BEGIN Text under study

High-quality early childhood development programs can deliver an annual return of 13 percent per child on upfront costs through better outcomes in education, health, employment and social behavior in the decades that follow, according to a new study by Nobel-winning economist James Heckman and researchers at the University of Chicago and University of Southern California.
The researchers analyzed the long-term effects of two identical, random-controlled preschool studies conducted in North Carolina in the early 1970s: The Carolina Abecedarian Project and the Carolina Approach to Responsive Education. The programs provided comprehensive programing to disadvantaged children, and both studies have long-term follow-ups through about age 35.
The findings, released Monday in a working paper titled “The Lifecycle Benefits of an Influential Early Childhood Program,” show how high-quality programs can reduce taxpayer costs, improve economic prospects for parents and provide enduring benefits for children well into adulthood.
“The data speaks for itself,” said Heckman, the Henry Schultz Distinguished Service Professor and director of the Center for the Economics of Human Development. “Investing in the continuum of learning from birth to age 5 not only impacts each child, but it also strengthens our country’s workforce today and prepares future generations to be competitive in the global economy tomorrow.”
In previous work, Heckman established a 7 percent to 10 percent return on investment based on analysis of the Perry Preschool program, which served 3- and 4-year-olds. The two North Carolina programs analyzed in the most recent research spanned from birth to age 5 and combined health, nutrition, family engagement, child care and early learning.
The researchers calculated the return on investment through life outcomes, such as health, involvement in crime, labor income, IQ and increases in mothers’ labor income as a result of subsidized childcare. The paper estimates the investment in high-quality programs returns 13 percent per child annually—a rate of return that’s comparable to returns on a savings account or the stock market.
The study relies on data collected annually from birth until the age of 8 and then at various points in adolescence and adulthood. It includes data on cognitive skills, education and family economic characteristics as well as a full medical survey at age 35 and detailed records of any criminal activity.
For those who were enrolled in the high-quality early child programs, the beneficial outcomes included improved adult health, particularly the reduction among males in metabolic syndrome, which raises the risks for heart disease, diabetes and other health problems. The researchers also found that children in the two programs saw a permanent boost in IQ.
"No one category by itself drives the high return that we estimate; it's the overall effect across outcomes that are measured throughout the life cycle," said co-author Jorge Luis García, a doctoral student at UChicago.
The findings show how high-quality early childhood programs can increase economic mobility for two generations by freeing working parents to build their careers and increase wages over time, Heckman said, while their children develop a broad range of foundational skills that lead to lifelong success.
Heckman and García conducted the research with Duncan Ermini Leaf of the Leonard D. Schaeffer Center for Health Policy and Economics at the University of Southern California; and María José Prados, of the University of Southern California’s Dornsife Center for Economic and Social Research. The research was funded by the Buffett Early Childhood Fund, Pritzker Children’s Initiative and the Robert Wood Johnson Foundation’s Policies for Action program.

END Text under study
BEGIN Information given

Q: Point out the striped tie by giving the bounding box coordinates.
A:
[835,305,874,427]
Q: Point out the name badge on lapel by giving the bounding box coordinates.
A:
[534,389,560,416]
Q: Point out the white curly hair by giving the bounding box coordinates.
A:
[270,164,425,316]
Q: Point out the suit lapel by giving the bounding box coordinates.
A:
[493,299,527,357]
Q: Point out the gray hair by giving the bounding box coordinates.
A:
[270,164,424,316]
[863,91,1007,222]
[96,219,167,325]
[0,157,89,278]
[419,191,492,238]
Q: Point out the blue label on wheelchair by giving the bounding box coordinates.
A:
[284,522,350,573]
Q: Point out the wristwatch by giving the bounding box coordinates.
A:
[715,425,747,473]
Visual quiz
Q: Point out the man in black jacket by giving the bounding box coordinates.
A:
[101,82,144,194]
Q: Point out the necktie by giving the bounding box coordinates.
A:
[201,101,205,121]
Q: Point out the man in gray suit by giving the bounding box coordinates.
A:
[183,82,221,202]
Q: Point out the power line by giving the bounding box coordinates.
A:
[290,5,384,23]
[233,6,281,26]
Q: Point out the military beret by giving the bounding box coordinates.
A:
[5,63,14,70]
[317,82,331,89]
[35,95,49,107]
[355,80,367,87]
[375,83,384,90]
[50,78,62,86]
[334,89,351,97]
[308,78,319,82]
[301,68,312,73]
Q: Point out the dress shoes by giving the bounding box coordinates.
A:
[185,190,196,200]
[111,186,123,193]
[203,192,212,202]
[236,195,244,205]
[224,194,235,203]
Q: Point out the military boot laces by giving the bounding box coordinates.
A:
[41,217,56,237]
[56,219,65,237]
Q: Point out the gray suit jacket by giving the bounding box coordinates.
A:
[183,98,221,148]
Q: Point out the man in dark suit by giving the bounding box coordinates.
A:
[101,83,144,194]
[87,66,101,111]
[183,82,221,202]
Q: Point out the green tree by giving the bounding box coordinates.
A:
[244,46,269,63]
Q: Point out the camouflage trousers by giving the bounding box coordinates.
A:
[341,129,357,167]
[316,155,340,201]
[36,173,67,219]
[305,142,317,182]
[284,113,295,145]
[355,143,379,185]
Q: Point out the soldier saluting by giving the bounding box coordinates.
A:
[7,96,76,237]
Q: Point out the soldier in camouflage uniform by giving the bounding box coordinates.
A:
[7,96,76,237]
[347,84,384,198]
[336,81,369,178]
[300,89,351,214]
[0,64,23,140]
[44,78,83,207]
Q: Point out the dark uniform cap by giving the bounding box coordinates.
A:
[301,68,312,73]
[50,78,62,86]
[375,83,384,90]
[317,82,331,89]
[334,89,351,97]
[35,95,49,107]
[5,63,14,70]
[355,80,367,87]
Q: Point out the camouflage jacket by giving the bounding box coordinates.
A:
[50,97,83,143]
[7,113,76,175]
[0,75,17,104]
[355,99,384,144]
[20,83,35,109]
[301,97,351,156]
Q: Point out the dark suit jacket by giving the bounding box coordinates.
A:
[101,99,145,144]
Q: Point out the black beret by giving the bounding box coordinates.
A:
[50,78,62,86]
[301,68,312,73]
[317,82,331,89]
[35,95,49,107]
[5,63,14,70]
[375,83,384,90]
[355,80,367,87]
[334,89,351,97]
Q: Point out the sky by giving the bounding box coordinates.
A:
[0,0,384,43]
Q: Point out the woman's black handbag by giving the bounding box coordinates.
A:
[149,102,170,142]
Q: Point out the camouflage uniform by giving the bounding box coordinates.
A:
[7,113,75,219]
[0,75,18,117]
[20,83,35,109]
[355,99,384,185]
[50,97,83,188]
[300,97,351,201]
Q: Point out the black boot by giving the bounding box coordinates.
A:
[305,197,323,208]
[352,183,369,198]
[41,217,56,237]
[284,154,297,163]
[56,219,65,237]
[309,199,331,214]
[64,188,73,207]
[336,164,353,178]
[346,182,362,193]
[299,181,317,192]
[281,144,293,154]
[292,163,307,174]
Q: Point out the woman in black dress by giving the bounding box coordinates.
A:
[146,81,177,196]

END Information given

Decide whether each statement agrees with the early childhood article, answering yes or no and quoting the words that settle it: (a) The two North Carolina programs served children from birth to age 5. (b) Heckman's analysis of the Perry Preschool program found a 13 percent return. (c) The full medical survey was done at age 8. Rely only on the early childhood article, not on outside knowledge.

## Answer to this problem
(a) Yes: "spanned from birth to age 5"
(b) No: "Heckman established a 7 percent to 10 percent return on investment based on analysis of the Perry Preschool program"
(c) No: "a full medical survey at age 35"